▶ _TEXTE EXTRAIT_
= = = =

Les sangsues de Royal Baths viennent de San Francisco. Dans leur dernier disque, Better Luck Next Life, les musiciens du groupe ont néanmoins excisé la chaleur étouffante de leur ville d’origine pour n’en conserver que la sueur blême, l’atmosphère grasse du cloaque. Ils ont aussi méticuleusement récolté l’ambiguïté sexuelle qui suinte des rues, en ont extrait un peu de semence psychédélique qu’ils ont ensuite noircie avec leurs guitares grinçantes et leurs chœurs bizarres. Enroulé de vieux démons, macabre et brillant comme un disque du Gun Club ou du Velvet Underground, l’album fait monde. Et dans la cosmogonie béante et moite des chansons, on côtoie les abysses de la terre, à la fois ventre immense et bouche pendante, grande ouverte et large comme une plaie.

= = = =

▶ _Données sources_
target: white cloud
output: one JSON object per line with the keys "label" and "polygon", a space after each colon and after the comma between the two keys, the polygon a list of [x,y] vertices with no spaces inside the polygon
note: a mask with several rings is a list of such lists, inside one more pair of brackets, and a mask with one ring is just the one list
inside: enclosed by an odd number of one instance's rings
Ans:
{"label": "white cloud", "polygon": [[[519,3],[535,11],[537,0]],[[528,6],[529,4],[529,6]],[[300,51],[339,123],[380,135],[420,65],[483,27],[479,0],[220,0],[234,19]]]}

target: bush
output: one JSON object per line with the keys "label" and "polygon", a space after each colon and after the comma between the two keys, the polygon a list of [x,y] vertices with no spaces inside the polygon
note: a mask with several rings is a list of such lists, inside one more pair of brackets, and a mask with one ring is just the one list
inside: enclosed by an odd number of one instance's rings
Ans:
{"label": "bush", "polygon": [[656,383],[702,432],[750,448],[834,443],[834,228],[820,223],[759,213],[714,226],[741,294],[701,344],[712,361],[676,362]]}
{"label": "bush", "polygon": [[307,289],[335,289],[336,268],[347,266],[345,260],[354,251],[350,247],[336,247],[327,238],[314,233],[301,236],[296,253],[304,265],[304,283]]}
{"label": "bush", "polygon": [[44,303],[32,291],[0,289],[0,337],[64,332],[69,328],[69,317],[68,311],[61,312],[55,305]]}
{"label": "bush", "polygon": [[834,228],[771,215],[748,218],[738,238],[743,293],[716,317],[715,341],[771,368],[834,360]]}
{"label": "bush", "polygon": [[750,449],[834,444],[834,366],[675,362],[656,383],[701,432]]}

= = = =

Recopiez en entier l'extrait sur l'album de Royal Baths, sans rien y changer.

Les sangsues de Royal Baths viennent de San Francisco. Dans leur dernier disque, Better Luck Next Life, les musiciens du groupe ont néanmoins excisé la chaleur étouffante de leur ville d’origine pour n’en conserver que la sueur blême, l’atmosphère grasse du cloaque. Ils ont aussi méticuleusement récolté l’ambiguïté sexuelle qui suinte des rues, en ont extrait un peu de semence psychédélique qu’ils ont ensuite noircie avec leurs guitares grinçantes et leurs chœurs bizarres. Enroulé de vieux démons, macabre et brillant comme un disque du Gun Club ou du Velvet Underground, l’album fait monde. Et dans la cosmogonie béante et moite des chansons, on côtoie les abysses de la terre, à la fois ventre immense et bouche pendante, grande ouverte et large comme une plaie.